## BEGIN Records
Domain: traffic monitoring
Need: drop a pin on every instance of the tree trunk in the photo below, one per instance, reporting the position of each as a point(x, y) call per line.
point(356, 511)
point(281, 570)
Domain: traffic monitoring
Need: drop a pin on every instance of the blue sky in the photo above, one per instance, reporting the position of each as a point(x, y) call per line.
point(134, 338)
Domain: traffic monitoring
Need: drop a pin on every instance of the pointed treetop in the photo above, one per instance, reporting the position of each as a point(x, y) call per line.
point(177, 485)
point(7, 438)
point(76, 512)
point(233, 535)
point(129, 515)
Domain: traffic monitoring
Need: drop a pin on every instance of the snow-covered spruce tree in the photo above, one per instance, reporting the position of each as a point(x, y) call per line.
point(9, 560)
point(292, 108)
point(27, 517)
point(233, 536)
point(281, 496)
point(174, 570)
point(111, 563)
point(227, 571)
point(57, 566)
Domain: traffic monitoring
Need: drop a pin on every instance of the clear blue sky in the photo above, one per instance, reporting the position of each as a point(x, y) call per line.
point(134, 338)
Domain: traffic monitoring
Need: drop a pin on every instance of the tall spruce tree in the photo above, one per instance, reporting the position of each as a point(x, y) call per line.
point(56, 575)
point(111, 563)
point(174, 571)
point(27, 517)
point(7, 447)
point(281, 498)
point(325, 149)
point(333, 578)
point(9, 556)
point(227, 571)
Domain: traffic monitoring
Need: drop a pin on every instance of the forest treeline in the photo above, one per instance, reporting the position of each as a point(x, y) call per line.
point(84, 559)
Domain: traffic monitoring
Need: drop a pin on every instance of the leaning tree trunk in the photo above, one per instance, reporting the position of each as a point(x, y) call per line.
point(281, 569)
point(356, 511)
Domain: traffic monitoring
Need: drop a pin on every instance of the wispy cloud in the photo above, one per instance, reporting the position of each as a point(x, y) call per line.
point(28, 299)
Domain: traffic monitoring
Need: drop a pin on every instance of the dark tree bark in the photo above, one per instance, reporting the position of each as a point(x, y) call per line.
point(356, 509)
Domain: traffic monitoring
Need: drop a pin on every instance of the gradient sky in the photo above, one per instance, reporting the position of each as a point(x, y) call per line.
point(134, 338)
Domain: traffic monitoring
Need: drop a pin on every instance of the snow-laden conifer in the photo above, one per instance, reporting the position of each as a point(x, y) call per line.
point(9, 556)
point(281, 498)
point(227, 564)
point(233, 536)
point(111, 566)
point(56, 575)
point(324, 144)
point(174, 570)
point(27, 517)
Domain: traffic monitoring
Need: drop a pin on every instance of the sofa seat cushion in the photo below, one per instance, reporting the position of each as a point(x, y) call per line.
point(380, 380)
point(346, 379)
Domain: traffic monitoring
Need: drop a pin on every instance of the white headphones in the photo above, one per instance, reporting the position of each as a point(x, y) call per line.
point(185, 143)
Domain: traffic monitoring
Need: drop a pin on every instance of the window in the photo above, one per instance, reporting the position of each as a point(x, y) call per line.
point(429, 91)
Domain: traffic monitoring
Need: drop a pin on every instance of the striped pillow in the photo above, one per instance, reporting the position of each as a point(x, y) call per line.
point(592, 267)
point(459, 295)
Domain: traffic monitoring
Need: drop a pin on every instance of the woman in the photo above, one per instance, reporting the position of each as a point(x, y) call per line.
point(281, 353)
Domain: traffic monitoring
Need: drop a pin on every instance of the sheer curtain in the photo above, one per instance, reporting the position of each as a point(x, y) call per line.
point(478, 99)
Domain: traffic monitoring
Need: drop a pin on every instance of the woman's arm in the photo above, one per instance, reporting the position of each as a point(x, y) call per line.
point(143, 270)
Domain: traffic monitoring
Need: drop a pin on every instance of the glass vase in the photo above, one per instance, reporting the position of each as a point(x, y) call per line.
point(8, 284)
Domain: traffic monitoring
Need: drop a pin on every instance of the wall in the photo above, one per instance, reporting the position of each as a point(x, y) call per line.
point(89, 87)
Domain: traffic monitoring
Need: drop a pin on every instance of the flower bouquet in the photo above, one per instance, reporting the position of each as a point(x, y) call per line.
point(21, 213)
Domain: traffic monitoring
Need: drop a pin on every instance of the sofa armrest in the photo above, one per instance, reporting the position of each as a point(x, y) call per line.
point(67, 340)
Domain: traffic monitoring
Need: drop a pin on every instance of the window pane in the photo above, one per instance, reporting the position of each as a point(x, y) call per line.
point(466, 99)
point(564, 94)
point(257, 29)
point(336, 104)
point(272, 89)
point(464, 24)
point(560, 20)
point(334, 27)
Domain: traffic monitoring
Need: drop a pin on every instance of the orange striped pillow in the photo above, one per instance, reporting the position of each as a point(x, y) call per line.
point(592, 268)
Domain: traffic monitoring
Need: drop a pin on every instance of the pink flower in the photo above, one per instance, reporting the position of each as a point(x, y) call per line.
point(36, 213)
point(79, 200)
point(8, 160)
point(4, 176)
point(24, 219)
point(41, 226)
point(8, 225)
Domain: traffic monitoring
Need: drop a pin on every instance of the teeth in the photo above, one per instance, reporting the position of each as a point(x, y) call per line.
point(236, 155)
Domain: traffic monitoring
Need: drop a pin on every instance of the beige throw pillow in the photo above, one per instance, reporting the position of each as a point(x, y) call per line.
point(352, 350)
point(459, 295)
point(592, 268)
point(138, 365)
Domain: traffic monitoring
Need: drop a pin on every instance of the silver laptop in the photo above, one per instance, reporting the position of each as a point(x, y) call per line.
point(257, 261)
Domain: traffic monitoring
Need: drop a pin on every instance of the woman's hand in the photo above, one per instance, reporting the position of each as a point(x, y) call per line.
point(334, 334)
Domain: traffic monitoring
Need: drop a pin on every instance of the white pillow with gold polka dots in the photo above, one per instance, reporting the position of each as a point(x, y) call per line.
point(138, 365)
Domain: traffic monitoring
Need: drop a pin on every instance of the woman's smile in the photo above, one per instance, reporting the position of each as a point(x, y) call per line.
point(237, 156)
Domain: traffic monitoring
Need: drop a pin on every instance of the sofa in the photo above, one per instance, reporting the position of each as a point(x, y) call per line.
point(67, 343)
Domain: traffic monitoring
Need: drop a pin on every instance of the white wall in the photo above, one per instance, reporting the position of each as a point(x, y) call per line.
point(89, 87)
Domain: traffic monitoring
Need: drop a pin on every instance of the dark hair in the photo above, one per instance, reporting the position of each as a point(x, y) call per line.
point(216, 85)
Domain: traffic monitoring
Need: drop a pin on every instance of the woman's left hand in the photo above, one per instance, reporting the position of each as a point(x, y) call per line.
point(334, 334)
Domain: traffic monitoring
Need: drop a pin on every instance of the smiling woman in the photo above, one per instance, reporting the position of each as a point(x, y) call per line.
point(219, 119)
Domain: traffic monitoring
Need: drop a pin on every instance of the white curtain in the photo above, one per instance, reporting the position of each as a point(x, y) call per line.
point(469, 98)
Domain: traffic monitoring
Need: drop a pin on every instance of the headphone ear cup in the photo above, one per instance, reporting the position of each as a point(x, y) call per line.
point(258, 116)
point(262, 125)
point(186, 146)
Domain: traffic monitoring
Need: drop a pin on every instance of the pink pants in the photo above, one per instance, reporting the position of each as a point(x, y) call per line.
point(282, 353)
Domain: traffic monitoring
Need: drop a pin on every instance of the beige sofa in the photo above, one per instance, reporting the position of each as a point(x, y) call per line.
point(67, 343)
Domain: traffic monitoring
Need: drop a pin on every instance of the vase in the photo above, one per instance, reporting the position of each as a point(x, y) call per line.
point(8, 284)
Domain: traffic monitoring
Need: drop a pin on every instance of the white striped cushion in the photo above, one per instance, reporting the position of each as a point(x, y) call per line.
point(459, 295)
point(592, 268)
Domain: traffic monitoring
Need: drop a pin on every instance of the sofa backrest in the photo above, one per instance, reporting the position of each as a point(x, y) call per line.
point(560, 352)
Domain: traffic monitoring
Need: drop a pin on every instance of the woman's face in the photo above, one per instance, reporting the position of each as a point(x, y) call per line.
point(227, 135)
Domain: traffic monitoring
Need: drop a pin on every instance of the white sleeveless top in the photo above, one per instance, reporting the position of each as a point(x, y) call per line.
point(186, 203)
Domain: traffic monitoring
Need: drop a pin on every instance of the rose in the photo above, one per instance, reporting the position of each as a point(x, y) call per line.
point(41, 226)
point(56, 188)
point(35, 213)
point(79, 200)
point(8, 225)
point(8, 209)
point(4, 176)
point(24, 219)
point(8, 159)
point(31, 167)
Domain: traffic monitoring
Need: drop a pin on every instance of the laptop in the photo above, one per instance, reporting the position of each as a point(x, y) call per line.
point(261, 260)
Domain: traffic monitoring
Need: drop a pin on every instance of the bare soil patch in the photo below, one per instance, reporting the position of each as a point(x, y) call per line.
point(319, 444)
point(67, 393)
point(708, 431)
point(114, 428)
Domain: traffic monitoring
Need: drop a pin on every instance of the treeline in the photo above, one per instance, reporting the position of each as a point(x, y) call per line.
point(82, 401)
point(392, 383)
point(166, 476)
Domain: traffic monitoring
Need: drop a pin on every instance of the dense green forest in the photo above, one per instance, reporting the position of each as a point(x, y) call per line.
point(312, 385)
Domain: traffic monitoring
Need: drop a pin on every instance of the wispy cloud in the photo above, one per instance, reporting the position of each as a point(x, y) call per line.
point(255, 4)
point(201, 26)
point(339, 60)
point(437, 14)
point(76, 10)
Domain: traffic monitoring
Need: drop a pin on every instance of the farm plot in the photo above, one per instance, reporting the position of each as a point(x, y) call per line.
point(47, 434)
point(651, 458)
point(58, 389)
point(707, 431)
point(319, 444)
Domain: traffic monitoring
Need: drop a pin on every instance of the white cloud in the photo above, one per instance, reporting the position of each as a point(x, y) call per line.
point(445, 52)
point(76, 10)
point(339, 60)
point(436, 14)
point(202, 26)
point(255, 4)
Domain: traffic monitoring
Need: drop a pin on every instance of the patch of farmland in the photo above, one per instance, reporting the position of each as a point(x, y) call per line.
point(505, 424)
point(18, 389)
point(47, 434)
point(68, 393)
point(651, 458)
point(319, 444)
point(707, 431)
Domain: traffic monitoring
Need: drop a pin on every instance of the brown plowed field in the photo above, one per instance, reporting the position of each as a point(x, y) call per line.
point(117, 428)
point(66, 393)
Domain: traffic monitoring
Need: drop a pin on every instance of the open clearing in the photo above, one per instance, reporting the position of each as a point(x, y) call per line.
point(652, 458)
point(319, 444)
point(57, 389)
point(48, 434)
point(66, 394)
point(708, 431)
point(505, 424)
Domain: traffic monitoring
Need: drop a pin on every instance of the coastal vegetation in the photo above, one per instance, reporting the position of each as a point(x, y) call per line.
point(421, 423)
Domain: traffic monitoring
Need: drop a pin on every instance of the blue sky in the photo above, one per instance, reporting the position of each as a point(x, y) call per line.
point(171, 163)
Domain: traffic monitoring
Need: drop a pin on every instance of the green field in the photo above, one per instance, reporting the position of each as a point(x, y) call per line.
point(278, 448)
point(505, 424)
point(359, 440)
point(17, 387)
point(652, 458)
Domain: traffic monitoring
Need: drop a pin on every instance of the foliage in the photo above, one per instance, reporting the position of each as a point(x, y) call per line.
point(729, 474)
## END Records
**Direction**
Echo the data above word for word, starting at its first line and ending at the line that contains "point(129, 515)".

**Solution for this exercise**
Domain: traffic monitoring
Need: drop a pin on every instance of the tree trunk in the photo below, one per instance, reporting the position of each as a point(x, y) call per line.
point(356, 511)
point(281, 570)
Domain: traffic monitoring
Need: drop a pin on every instance of the blue sky in the photo above, one per instance, reporting the position of each as a point(x, y) call per line.
point(134, 338)
Domain: traffic monitoring
Need: drop a pin on every instance of the pointed treetop in the photo above, one per instance, reporting the position of each as a point(x, y) call per line.
point(177, 485)
point(7, 438)
point(76, 512)
point(233, 535)
point(129, 515)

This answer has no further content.